Excerpts of pointing data:
* BEGIN *

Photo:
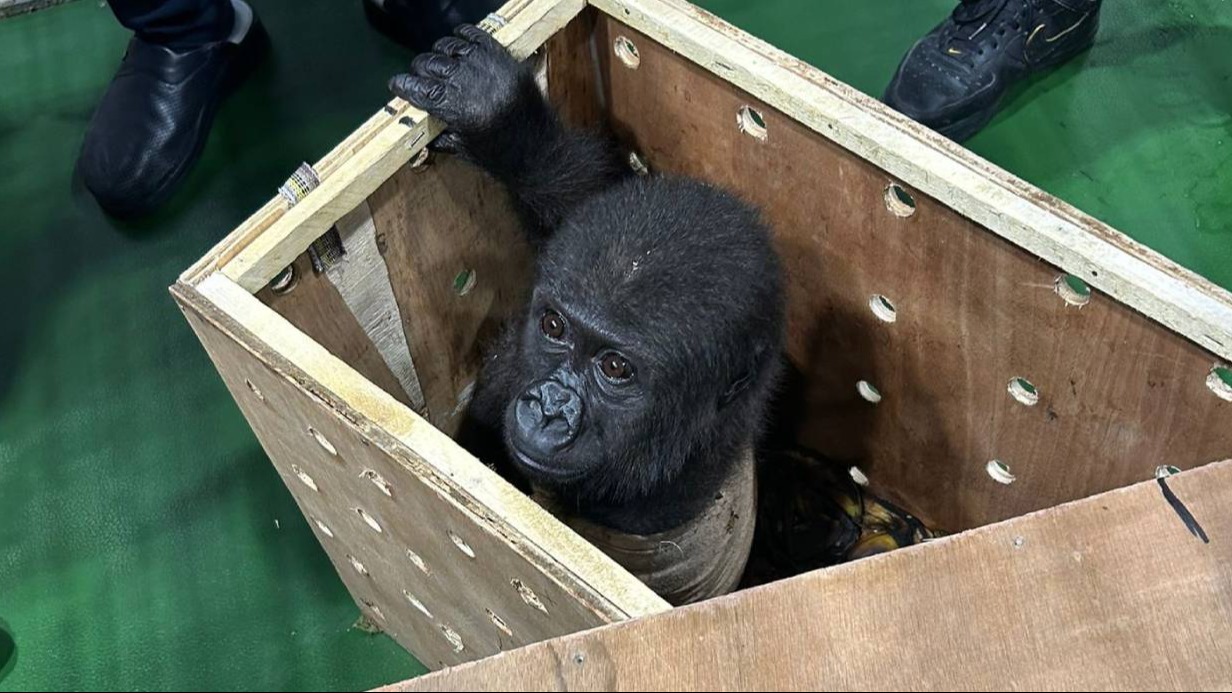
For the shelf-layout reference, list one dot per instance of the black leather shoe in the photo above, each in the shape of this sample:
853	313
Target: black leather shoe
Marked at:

* END *

**PROBLEM TO WORK ON**:
Transcribe the complete set of entries verbatim. No pictures belong in the copy.

**PROBLEM SOLUTION**:
Photo:
For the shelf-layout reference, list one dot per instance of the black leather shoe in the photo above, each in the shape of this sample:
853	313
Target: black leather shoe
Marked at:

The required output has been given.